- **Task statement**
Restate word for word, and only, the lines that extend from the line containing "target: tank container frame" through the end of the records below.

- **Dataset excerpts**
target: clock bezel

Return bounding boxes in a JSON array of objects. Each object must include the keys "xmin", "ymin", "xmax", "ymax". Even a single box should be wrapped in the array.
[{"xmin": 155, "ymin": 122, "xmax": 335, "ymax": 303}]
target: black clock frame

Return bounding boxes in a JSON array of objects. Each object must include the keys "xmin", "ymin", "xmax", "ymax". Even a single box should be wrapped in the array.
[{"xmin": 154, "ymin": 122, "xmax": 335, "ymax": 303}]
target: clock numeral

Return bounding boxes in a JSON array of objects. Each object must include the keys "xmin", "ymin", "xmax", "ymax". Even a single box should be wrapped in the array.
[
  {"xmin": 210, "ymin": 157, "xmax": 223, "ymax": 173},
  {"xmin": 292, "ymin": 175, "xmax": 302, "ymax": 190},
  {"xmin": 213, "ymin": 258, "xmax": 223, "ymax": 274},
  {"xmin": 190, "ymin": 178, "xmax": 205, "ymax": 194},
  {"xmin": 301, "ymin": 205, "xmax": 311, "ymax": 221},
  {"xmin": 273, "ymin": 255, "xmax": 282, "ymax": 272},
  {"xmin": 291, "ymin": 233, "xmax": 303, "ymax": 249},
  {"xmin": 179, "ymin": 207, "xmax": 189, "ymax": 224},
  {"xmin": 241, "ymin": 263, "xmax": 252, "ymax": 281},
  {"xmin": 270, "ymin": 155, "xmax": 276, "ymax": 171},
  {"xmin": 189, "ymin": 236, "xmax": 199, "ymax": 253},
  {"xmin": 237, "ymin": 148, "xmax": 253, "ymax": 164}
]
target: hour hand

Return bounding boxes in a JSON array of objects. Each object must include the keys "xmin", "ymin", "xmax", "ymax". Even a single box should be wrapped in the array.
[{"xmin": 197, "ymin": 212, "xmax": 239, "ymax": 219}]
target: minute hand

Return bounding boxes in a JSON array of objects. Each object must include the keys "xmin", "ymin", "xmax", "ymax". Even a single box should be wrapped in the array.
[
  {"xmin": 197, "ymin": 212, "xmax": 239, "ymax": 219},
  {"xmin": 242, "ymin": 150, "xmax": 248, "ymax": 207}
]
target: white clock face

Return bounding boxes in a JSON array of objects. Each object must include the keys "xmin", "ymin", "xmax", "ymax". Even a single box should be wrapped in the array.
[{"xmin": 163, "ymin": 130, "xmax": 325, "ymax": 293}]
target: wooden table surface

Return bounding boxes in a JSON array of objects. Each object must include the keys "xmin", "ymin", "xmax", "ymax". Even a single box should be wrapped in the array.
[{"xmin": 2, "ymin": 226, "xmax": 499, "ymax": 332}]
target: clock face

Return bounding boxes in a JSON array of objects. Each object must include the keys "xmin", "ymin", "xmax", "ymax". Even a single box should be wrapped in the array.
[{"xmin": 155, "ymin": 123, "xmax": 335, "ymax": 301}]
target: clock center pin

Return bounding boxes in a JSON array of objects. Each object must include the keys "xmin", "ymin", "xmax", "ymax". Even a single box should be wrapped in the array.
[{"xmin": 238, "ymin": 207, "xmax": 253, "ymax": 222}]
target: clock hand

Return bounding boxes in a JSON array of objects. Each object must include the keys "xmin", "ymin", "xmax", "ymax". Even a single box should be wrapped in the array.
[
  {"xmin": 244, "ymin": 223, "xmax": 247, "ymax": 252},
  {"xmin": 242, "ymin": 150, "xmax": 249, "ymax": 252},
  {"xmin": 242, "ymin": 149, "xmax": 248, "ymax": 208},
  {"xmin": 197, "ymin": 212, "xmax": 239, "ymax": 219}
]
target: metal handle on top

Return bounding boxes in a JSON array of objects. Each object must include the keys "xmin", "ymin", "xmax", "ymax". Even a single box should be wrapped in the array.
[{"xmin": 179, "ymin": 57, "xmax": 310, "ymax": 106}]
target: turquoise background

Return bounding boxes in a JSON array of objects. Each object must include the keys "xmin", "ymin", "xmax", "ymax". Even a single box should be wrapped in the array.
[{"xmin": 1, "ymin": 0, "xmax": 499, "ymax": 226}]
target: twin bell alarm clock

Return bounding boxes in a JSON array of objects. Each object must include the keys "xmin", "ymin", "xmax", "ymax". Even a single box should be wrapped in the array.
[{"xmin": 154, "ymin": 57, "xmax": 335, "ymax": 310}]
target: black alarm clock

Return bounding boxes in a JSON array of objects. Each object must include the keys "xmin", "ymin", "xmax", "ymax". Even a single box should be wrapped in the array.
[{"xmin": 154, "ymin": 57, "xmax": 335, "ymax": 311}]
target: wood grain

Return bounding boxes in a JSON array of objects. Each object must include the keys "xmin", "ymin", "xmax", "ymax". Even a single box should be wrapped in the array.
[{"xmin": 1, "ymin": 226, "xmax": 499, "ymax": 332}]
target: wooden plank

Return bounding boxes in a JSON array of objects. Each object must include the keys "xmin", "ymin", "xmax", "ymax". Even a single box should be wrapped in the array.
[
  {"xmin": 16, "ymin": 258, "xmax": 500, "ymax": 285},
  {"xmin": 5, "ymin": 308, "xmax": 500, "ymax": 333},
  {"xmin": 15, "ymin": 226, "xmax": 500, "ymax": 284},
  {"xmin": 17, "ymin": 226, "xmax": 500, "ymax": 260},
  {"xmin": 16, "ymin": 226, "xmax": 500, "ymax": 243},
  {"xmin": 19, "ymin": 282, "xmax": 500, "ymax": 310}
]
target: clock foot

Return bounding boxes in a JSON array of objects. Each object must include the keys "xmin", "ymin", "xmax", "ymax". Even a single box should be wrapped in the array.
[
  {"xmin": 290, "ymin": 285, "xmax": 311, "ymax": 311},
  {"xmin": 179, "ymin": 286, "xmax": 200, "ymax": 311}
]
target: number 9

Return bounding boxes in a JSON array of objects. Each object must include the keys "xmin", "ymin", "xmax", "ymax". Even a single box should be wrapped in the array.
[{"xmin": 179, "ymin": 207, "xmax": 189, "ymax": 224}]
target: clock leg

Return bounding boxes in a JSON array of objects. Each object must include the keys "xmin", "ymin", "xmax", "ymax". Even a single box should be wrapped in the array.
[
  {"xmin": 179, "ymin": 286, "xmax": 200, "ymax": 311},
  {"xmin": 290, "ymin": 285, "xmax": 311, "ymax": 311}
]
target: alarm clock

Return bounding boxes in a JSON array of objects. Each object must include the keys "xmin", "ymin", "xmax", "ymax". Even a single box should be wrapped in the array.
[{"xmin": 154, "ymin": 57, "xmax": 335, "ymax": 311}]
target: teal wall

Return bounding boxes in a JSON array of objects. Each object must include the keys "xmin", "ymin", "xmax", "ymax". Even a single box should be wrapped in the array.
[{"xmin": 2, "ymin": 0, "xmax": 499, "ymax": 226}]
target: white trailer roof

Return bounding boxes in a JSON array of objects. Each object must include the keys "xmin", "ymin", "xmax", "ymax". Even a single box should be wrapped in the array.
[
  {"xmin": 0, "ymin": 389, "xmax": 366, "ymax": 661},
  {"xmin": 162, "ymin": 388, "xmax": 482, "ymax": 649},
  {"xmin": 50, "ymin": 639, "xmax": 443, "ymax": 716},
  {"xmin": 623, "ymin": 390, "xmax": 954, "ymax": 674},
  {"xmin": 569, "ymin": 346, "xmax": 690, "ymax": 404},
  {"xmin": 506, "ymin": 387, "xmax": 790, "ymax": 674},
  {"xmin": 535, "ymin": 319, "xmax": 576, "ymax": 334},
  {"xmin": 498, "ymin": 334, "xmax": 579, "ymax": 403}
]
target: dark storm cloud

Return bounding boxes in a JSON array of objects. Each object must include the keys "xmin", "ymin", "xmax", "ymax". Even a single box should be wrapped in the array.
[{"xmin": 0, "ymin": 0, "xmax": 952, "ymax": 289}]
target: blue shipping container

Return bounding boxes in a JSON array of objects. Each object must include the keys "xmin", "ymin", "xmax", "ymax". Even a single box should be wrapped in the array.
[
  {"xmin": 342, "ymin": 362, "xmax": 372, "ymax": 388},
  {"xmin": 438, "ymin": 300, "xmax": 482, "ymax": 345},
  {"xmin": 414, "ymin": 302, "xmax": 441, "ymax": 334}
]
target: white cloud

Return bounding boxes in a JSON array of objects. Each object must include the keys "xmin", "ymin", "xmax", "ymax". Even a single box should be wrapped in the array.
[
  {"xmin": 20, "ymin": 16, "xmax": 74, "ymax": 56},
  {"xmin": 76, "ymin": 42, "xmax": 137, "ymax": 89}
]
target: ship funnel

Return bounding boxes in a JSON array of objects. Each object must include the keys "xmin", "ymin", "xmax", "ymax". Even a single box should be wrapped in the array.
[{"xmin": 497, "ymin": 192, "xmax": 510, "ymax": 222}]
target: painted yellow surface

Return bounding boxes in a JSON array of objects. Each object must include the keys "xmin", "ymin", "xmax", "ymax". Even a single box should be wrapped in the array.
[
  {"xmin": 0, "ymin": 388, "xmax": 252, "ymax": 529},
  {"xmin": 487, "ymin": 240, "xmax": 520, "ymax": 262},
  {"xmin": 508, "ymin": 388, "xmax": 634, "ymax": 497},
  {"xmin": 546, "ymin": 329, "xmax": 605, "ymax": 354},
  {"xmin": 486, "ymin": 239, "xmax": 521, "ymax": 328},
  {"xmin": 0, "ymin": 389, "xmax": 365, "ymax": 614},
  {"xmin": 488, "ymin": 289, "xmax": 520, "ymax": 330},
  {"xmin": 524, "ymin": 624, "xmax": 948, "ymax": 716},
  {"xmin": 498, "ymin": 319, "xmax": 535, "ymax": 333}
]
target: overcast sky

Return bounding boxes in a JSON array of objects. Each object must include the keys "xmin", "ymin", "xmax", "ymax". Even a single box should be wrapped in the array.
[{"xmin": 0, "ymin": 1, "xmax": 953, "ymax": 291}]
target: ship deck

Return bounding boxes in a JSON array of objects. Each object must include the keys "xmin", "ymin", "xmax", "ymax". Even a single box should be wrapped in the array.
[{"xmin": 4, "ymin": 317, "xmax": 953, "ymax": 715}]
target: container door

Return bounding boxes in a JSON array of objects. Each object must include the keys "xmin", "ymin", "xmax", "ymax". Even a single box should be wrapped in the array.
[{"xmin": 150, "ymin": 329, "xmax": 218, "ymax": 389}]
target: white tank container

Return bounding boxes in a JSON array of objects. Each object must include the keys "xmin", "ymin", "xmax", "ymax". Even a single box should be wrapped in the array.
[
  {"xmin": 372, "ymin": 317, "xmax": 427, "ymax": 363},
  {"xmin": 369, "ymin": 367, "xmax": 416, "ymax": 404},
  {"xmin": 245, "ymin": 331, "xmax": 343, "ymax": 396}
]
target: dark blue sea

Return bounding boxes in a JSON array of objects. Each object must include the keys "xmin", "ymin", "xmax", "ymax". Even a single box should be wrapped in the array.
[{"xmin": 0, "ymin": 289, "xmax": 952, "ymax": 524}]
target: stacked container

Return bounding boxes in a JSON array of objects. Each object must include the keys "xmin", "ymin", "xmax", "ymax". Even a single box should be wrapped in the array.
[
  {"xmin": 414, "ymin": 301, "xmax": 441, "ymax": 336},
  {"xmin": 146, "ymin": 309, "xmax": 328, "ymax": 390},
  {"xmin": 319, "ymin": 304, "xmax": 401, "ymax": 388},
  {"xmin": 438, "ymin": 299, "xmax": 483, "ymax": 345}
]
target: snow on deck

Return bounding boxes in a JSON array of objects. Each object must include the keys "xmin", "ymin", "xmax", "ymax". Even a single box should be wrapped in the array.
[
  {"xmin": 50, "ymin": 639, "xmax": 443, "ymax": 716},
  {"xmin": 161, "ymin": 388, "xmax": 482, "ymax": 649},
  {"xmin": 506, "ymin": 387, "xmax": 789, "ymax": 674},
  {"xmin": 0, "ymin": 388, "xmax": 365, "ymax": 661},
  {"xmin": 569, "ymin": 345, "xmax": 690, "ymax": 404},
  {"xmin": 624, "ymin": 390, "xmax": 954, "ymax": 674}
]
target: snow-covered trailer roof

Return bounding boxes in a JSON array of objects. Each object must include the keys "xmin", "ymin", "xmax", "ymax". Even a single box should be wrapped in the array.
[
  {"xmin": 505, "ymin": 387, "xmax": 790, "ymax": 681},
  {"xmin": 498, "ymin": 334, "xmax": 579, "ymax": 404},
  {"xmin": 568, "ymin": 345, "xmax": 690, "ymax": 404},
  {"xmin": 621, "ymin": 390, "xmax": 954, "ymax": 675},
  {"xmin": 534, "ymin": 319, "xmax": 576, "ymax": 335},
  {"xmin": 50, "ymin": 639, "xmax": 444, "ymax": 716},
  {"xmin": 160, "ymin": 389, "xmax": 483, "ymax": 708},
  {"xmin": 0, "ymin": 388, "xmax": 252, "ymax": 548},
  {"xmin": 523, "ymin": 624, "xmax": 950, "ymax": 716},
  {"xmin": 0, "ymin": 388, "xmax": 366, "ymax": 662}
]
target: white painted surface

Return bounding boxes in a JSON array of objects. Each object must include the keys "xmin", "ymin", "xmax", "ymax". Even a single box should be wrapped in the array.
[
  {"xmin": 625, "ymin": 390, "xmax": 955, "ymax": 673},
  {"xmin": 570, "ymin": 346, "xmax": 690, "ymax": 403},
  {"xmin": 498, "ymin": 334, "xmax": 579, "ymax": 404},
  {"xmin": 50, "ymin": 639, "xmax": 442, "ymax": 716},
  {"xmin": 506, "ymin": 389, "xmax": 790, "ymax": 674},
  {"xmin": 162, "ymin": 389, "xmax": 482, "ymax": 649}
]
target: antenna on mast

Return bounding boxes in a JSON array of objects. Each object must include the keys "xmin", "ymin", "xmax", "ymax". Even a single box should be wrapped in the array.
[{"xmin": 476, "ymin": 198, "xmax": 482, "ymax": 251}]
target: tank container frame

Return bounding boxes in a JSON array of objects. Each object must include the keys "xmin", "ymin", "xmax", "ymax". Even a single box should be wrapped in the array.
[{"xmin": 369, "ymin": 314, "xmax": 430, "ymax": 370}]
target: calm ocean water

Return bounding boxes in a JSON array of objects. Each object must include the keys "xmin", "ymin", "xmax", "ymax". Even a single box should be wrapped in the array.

- **Result for this exercise**
target: tank container frame

Return bounding boxes in a JSON array of objects. Each object must include the keys "xmin", "ymin", "xmax", "ymax". Even a single box should be wrapped in the array.
[{"xmin": 369, "ymin": 314, "xmax": 430, "ymax": 370}]
target: calm ocean water

Return bounding boxes in a JSON array of objects. Each object must include the keys "xmin", "ymin", "xmax", "ymax". Even a single box should be wrapped in the array.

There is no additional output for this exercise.